- **Consigne 1**:
D'après le texte sur la résignation reproduit ci-dessous, pour quelle raison s'invente-t-on une histoire à vivre un jour de gloire ?
- **Consigne 2**:
Écrivez la suite du texte sur la résignation, s'il vous plaît, en partant de sa dernière phrase.

- **Extrait**:
● ● ● ● ● ● ●
MON DERNIER RECIT 39

Publié le par ANTONIO MANUEL

Je crois qu'il faut admettre enfin, une fois pour toutes, se résigner et se soumettre. On ne peut vivre indéfiniment dans le mépris d'une arrogance pour tout ce qui nous tient lieu de vie en espérant qu'un jour le rêve de l'amour, du bonheur, du battement égal de deux cœurs. Qu'un jour ce fantasme adoré d'une réalité émancipée des lois des déterminations socioculturelles, se substitue imperceptiblement à la fadeur de notre nauséeux quotidien.

Enfin admettre, se résigner, se soumettre à ce que l'on ne sait pas bien comment nommer mais qui enlise notre envol, cet obstacle d'un mur présent bien qu'invisible au bout de soi qui contient la laideur des jours l'un après l'autre, identiques et sans joie, que cette espérance dérisoire ne parvient plus même à éclairer de son halo de lumière fallacieuse.

Car il faut l'admettre et s'y résigner que ces images d'un avenir meilleur n'ont une réalité tangible qu'en introduisant ses mains dans le film projeté du songe sous nos crânes.

Pour ne pas vivre seul, sale, vieillissant et veule, on s'invente une histoire à vivre un jour de gloire qui ne viendra jamais, l'on sait pourtant qu'il faut en accepter l'idée, mais pour ne pas vivre sale, terne, malodorant pareil à un mouchoir hâtivement rempoché après un bref usage, on résiste à l'emphase poussive du présent.
● ● ● ● ● ● ●
- **Section des données**:
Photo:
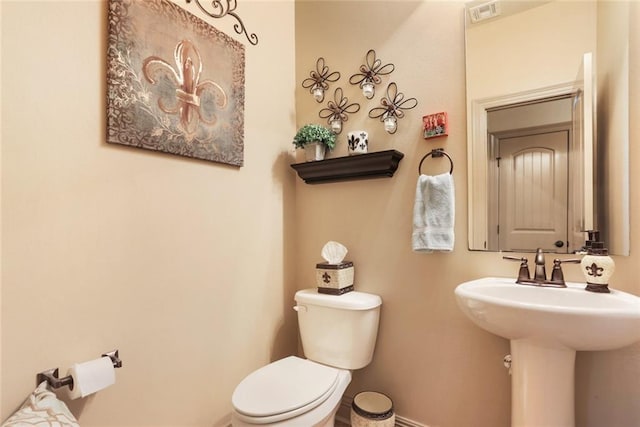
● ● ● ● ● ● ●
- **Réponse 1**:
Pour ne pas vivre seul, sale, vieillissant et veule.

- **Réponse 2**:
On conserve les limbes de nos si jolis rêves d'adolescents, ceux qui osaient tout espérer, sans limites et sans crainte que nos longues études terminées, la vie puisse nous désenchanter comme un roman de FERDINAND-CELINE. Pourtant les phrases grossières et la vulgarité prosaïque de nos jours, l'un derrière l'autre s'accumulant, ont bien ébranlé le mât de cocagne qui a failli  répandre sur nous le souffle vide de nos espoirs déçus.

C'est sûr, la vie n'est pas du LAMARTINE. Ce serait plus du RONSARD, pervers, flétri, gâteux, se gangrénant, promettant, pour la bagatelle, l'éternité sinistre, d'un portrait tout en dentelles, à une jolie demoiselle, pudique et réticente.

Mais voilà, la vie n'est pas semblable à celle que nous donne à voir la métaphore superbe d'un récit. Elle est toute autre. Plus proche des bâtonnets d'anxiolytiques glissés sous la langue un à un en attendant qu'ils fondent, se délitent et se mêlent à la salive qu'ils épaississent ou avalés d'une gorgée d'eau, plusieurs à la fois.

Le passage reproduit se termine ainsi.